* _Requests_:
1. According to the forum thread, what can engineering students who fail out at UVA switch over to?
2. List each path outside engineering that the UVA engineering graduate in the forum thread says classmates have taken.
3. Summarize the forum thread in three sentences.

For undergrad engineering, UVA or Tech?

Anonymous
UVa engineering grad here - if your kid is truly committed to being a working engineer, Va Tech is fine. However, if a kid ever wants to do something different during school or after, the kid will be much better off at UVA. A large number of entering engineering students fail out, and at UVA, these students can switch over to very well respected liberal arts programs. Also, I have many classmates who have gone on to do amazing things outside of engineering (become lawyers, doctors, start companies, work on Wall street, etc.).
Anonymous
Anonymous wrote:VT alum here, so I'm biased, but Tech is ranked higher than UVA for engineering, and VT alums are highly-sought after in the eng'g industry. Just off the top of my head, a few of my eng'g graduate friends are working for GE, a satellite tech startup in Reston, and Alcoa.


Must be a regional thing. Never heard of the school until the mass murders.
Anonymous
Anonymous wrote:UVa engineering grad here - if your kid is truly committed to being a working engineer, Va Tech is fine. However, if a kid ever wants to do something different during school or after, the kid will be much better off at UVA. A large number of entering engineering students fail out, and at UVA, these students can switch over to very well respected liberal arts programs. Also, I have many classmates who have gone on to do amazing things outside of engineering (become lawyers, doctors, start companies, work on Wall street, etc.).


+1. Do well at UVA and then go to an awesome grad eng program.
Anonymous
Anonymous wrote:UVa engineering grad here - if your kid is truly committed to being a working engineer, Va Tech is fine. However, if a kid ever wants to do something different during school or after, the kid will be much better off at UVA. A large number of entering engineering students fail out, and at UVA, these students can switch over to very well respected liberal arts programs. Also, I have many classmates who have gone on to do amazing things outside of engineering (become lawyers, doctors, start companies, work on Wall street, etc.).

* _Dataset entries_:

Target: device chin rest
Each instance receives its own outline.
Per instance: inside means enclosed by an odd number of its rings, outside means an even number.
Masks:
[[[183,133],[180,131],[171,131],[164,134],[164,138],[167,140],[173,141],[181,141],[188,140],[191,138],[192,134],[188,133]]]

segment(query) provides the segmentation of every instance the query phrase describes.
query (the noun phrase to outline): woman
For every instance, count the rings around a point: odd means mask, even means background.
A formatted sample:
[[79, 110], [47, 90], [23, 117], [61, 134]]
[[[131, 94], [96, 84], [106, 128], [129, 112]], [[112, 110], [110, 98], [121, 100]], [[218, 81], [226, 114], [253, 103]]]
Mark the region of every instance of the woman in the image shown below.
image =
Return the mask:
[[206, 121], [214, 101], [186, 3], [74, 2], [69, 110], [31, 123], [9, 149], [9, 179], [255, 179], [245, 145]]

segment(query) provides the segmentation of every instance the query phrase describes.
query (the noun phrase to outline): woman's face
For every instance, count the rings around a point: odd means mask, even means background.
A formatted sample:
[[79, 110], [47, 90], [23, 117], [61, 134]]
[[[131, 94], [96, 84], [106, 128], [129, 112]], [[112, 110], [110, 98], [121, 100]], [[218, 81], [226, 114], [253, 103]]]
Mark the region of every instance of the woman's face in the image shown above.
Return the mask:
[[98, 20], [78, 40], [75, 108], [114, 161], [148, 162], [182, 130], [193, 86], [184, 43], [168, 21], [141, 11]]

* _Answers for the tasks_:
1. They can switch over to very well respected liberal arts programs.

2.
- Becoming lawyers
- Becoming doctors
- Starting companies
- Working on Wall Street

3. A UVA engineering graduate says Virginia Tech is fine for a student truly committed to being a working engineer, but UVA is much better for one who may want something different. That is because students who fail out of engineering at UVA can switch to well-respected liberal arts programs, and many classmates have done amazing things outside engineering. A Virginia Tech alum says Tech ranks higher than UVA for engineering and its alums are highly sought after, while replies include one poster who never heard of the school until the mass murders and another who suggests doing well at UVA and then going to an awesome graduate engineering program.